*** Supplied data

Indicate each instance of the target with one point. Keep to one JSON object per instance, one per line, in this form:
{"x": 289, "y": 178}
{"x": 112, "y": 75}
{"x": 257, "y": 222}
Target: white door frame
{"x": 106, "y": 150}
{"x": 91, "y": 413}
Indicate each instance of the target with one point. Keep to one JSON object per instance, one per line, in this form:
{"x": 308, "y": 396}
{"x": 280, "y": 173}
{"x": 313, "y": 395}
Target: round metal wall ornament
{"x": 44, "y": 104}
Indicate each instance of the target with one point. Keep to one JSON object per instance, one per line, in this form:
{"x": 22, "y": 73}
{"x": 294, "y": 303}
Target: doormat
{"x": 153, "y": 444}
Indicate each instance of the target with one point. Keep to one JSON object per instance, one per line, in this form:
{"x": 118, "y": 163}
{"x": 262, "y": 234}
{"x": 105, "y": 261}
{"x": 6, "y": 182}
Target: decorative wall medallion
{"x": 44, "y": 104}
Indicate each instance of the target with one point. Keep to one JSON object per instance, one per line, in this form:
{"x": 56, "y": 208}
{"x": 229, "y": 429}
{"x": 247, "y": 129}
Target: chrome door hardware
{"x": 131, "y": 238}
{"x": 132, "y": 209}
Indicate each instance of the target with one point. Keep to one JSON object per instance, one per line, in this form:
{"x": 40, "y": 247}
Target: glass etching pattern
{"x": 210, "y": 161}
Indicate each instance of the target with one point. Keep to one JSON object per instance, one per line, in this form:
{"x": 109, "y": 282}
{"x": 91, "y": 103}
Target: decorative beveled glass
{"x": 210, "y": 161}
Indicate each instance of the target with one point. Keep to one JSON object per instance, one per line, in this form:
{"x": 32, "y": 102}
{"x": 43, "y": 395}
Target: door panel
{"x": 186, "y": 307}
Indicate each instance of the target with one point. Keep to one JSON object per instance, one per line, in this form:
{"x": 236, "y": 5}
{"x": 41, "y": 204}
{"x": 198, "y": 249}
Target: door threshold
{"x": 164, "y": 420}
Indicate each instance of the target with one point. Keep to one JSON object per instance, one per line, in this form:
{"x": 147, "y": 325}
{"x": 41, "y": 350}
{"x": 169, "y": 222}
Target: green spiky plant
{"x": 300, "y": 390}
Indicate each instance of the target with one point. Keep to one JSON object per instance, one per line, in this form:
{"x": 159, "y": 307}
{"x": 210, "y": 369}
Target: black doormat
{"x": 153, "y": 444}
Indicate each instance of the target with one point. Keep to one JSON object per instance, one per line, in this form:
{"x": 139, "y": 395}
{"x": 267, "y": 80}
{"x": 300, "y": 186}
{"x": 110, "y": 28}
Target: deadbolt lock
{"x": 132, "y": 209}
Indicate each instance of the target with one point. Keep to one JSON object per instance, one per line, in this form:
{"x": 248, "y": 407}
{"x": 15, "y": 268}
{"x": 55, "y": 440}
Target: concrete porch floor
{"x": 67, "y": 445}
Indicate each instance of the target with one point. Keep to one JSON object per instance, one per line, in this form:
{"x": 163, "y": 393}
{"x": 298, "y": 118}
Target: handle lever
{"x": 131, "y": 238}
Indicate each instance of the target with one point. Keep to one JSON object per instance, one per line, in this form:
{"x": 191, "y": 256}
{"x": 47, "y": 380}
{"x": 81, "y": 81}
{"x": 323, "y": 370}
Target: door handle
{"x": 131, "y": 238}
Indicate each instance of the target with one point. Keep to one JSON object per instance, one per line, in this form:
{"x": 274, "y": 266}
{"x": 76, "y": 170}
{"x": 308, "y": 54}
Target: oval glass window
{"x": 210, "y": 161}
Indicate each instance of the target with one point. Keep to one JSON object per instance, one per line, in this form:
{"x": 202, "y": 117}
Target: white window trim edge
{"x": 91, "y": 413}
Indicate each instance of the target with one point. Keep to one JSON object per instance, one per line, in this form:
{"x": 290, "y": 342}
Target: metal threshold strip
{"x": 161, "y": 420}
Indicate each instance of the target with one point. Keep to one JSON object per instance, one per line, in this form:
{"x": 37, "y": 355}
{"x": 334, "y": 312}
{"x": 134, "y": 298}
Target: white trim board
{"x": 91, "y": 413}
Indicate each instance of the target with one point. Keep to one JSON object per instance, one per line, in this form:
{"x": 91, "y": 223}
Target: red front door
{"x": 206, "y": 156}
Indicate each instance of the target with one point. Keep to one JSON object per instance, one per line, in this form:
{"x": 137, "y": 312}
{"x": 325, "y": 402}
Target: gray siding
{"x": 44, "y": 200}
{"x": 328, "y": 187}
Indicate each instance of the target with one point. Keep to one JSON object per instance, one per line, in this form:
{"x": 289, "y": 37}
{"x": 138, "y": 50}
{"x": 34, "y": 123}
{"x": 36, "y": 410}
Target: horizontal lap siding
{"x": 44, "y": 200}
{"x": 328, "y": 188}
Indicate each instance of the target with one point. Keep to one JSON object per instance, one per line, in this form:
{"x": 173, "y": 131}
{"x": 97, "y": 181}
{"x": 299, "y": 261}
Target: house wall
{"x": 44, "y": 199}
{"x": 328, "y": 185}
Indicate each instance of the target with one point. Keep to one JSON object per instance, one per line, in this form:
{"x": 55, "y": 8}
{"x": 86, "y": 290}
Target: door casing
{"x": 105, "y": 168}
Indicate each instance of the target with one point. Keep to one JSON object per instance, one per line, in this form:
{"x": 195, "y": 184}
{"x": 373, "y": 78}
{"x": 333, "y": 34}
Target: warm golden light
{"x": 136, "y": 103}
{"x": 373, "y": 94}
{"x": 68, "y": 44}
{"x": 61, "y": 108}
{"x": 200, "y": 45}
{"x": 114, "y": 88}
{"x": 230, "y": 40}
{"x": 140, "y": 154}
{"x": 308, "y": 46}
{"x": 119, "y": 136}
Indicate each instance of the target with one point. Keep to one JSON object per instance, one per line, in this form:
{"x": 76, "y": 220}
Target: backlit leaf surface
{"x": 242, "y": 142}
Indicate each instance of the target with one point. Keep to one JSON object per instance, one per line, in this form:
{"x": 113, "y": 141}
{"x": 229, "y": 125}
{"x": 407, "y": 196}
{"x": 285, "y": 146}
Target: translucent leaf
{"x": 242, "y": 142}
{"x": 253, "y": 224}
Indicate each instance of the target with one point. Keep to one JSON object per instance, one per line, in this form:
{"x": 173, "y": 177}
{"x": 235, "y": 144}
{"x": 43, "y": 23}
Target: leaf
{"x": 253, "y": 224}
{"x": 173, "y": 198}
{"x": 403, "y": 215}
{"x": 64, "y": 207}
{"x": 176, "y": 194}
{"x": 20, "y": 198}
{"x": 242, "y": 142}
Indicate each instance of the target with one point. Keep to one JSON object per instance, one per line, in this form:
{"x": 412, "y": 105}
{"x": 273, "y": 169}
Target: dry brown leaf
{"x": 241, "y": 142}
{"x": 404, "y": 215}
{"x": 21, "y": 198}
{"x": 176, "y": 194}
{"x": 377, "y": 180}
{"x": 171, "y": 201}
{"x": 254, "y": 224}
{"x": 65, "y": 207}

******

**Task directions**
Set down every record above exactly as given.

**Result of the exercise**
Indicate each instance of the target with one point. Keep to one JSON object per instance, one per line, in this form:
{"x": 289, "y": 178}
{"x": 112, "y": 75}
{"x": 257, "y": 222}
Target: white door frame
{"x": 106, "y": 150}
{"x": 91, "y": 413}
Indicate each instance of the target with one point. Keep to one JSON object per instance, one per line, in this form:
{"x": 308, "y": 396}
{"x": 280, "y": 173}
{"x": 313, "y": 395}
Target: round metal wall ornament
{"x": 44, "y": 104}
Indicate each instance of the target with one point. Keep to one JSON object per instance, one per line, in this form:
{"x": 22, "y": 73}
{"x": 294, "y": 303}
Target: doormat
{"x": 153, "y": 444}
Indicate each instance of the target with one point. Keep to one JSON object per instance, one per line, in this form:
{"x": 118, "y": 163}
{"x": 262, "y": 234}
{"x": 105, "y": 261}
{"x": 6, "y": 182}
Target: decorative wall medallion
{"x": 44, "y": 104}
Indicate each instance of the target with one point. Keep to one JSON object per instance, one per line, in this form:
{"x": 56, "y": 208}
{"x": 229, "y": 429}
{"x": 247, "y": 129}
Target: chrome door hardware
{"x": 131, "y": 238}
{"x": 132, "y": 209}
Indicate each instance of the target with one point. Keep to one JSON object per instance, one per line, in this form:
{"x": 40, "y": 247}
Target: glass etching pattern
{"x": 210, "y": 161}
Indicate each instance of the target with one point. Keep to one JSON object per instance, one per line, in this form:
{"x": 109, "y": 282}
{"x": 91, "y": 103}
Target: decorative beveled glass
{"x": 210, "y": 161}
Indicate each instance of the target with one point. Keep to one JSON object per instance, one per line, in this form:
{"x": 32, "y": 102}
{"x": 43, "y": 395}
Target: door panel
{"x": 186, "y": 307}
Indicate each instance of the target with one point. Keep to one JSON object per instance, one per line, in this form:
{"x": 236, "y": 5}
{"x": 41, "y": 204}
{"x": 198, "y": 249}
Target: door threshold
{"x": 164, "y": 420}
Indicate each instance of the target with one point. Keep to one JSON object per instance, one per line, in this form:
{"x": 147, "y": 325}
{"x": 41, "y": 350}
{"x": 169, "y": 222}
Target: green spiky plant
{"x": 300, "y": 390}
Indicate each instance of the target with one point. Keep to one JSON object per instance, one per line, in this form:
{"x": 159, "y": 307}
{"x": 210, "y": 369}
Target: black doormat
{"x": 153, "y": 444}
Indicate each instance of the target with one point. Keep to one JSON object per instance, one per line, in this form:
{"x": 139, "y": 395}
{"x": 267, "y": 80}
{"x": 300, "y": 186}
{"x": 110, "y": 28}
Target: deadbolt lock
{"x": 132, "y": 209}
Indicate each instance of the target with one point. Keep to one JSON object per instance, one per line, in this form:
{"x": 248, "y": 407}
{"x": 15, "y": 268}
{"x": 55, "y": 440}
Target: concrete porch floor
{"x": 67, "y": 445}
Indicate each instance of the target with one point. Keep to one JSON object per instance, one per line, in this form:
{"x": 163, "y": 393}
{"x": 298, "y": 118}
Target: handle lever
{"x": 131, "y": 238}
Indicate each instance of the target with one point. Keep to one JSON object per instance, one per line, in this form:
{"x": 191, "y": 256}
{"x": 47, "y": 380}
{"x": 81, "y": 81}
{"x": 323, "y": 370}
Target: door handle
{"x": 131, "y": 238}
Indicate each instance of the target with one point. Keep to one JSON object per instance, one per line, in this form:
{"x": 274, "y": 266}
{"x": 76, "y": 170}
{"x": 308, "y": 54}
Target: oval glass window
{"x": 210, "y": 161}
Indicate each instance of the target with one point. Keep to one JSON object per instance, one per line, in this form:
{"x": 202, "y": 117}
Target: white window trim edge
{"x": 91, "y": 413}
Indicate each instance of the target with one point. Keep to one JSON object per instance, one per line, in this form:
{"x": 290, "y": 342}
Target: metal threshold strip
{"x": 161, "y": 420}
Indicate each instance of the target with one point. Keep to one JSON object per instance, one per line, in this form:
{"x": 37, "y": 355}
{"x": 334, "y": 312}
{"x": 134, "y": 298}
Target: white trim board
{"x": 91, "y": 413}
Indicate each instance of the target with one point. Keep to one JSON object per instance, one per line, in this form:
{"x": 91, "y": 223}
Target: red front door
{"x": 206, "y": 156}
Indicate each instance of the target with one point. Keep to one JSON object per instance, one per line, in this form:
{"x": 137, "y": 312}
{"x": 325, "y": 402}
Target: gray siding
{"x": 44, "y": 200}
{"x": 328, "y": 187}
Indicate each instance of the target with one point. Keep to one JSON object per instance, one per line, in this form:
{"x": 289, "y": 37}
{"x": 138, "y": 50}
{"x": 34, "y": 123}
{"x": 36, "y": 410}
Target: horizontal lap siding
{"x": 44, "y": 200}
{"x": 328, "y": 188}
Indicate each instance of the target with one point. Keep to one JSON object per instance, one per line, in this form:
{"x": 173, "y": 131}
{"x": 97, "y": 181}
{"x": 299, "y": 261}
Target: house wall
{"x": 44, "y": 199}
{"x": 328, "y": 185}
Indicate each instance of the target with one point. Keep to one JSON object per instance, one per line, in this form:
{"x": 55, "y": 8}
{"x": 86, "y": 290}
Target: door casing
{"x": 105, "y": 168}
Indicate each instance of the target with one point. Keep to one JSON object per instance, one per line, in this form:
{"x": 195, "y": 184}
{"x": 373, "y": 78}
{"x": 333, "y": 34}
Target: warm golden light
{"x": 136, "y": 103}
{"x": 373, "y": 94}
{"x": 68, "y": 44}
{"x": 61, "y": 108}
{"x": 200, "y": 45}
{"x": 114, "y": 88}
{"x": 230, "y": 40}
{"x": 140, "y": 154}
{"x": 308, "y": 46}
{"x": 119, "y": 136}
Indicate each instance of the target with one point. Keep to one JSON object per instance, one per line, in this form:
{"x": 76, "y": 220}
Target: backlit leaf surface
{"x": 242, "y": 142}
Indicate each instance of the target with one point. Keep to one JSON object per instance, one per line, in this form:
{"x": 113, "y": 141}
{"x": 229, "y": 125}
{"x": 407, "y": 196}
{"x": 285, "y": 146}
Target: translucent leaf
{"x": 242, "y": 142}
{"x": 253, "y": 224}
Indicate each instance of the target with one point. Keep to one JSON object per instance, one per line, in this form:
{"x": 173, "y": 177}
{"x": 235, "y": 144}
{"x": 43, "y": 23}
Target: leaf
{"x": 253, "y": 224}
{"x": 173, "y": 198}
{"x": 403, "y": 215}
{"x": 64, "y": 207}
{"x": 176, "y": 194}
{"x": 20, "y": 198}
{"x": 242, "y": 142}
Indicate each instance of the target with one point. Keep to one JSON object per instance, one per line, in this form:
{"x": 412, "y": 105}
{"x": 273, "y": 169}
Target: dry brown leaf
{"x": 241, "y": 142}
{"x": 404, "y": 215}
{"x": 21, "y": 198}
{"x": 176, "y": 194}
{"x": 377, "y": 180}
{"x": 171, "y": 201}
{"x": 254, "y": 224}
{"x": 65, "y": 207}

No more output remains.